### YOUR GOAL
Reproduce the listing from the line containing "Tell me — is the marshal's" through its final line, requests included, and add 28 to every box coordinate in the answers.
____ DATASET RECORDS
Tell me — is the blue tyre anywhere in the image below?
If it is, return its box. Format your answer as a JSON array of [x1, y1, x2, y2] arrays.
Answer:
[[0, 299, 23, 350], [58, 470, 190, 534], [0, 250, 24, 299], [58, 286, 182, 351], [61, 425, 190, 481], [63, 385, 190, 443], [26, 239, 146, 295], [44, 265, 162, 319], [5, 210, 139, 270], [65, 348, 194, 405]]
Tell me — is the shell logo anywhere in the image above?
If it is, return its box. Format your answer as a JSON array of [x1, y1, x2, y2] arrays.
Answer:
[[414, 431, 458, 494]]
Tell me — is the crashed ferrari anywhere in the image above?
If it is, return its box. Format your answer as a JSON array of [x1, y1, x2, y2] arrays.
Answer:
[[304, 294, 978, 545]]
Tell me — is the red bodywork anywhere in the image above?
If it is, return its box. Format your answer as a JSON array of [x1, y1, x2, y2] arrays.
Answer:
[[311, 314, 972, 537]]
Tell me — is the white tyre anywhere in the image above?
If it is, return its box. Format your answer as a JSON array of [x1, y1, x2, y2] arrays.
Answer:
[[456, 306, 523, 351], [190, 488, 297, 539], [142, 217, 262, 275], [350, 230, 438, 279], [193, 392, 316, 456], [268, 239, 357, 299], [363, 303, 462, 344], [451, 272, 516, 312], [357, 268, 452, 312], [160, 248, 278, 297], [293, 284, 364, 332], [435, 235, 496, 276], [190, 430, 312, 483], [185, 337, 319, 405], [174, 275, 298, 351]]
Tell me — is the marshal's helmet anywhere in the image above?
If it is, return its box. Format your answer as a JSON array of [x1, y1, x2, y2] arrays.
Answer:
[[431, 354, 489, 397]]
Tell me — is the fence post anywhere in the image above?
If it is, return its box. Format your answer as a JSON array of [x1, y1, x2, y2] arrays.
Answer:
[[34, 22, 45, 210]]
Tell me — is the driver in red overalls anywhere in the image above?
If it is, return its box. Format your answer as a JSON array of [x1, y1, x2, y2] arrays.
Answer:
________
### SOLUTION FOR THIS PROBLEM
Tell me — is the marshal's helmet anywhere in the image above?
If it is, return its box. Format your answer as a JSON array of [x1, y1, x2, y2] arrays.
Answer:
[[459, 382, 517, 425]]
Tell me — is the fence post anywhere in the image above?
If it is, return its box. Format your answer as a JSON array of [x1, y1, x2, y2] arrays.
Answer:
[[62, 50, 73, 238]]
Tell me — is the driver in red overalls anywhere in the image above?
If it is, return its box. Format your answer as a JSON array of [x1, y1, x2, y2] arrays.
Answer:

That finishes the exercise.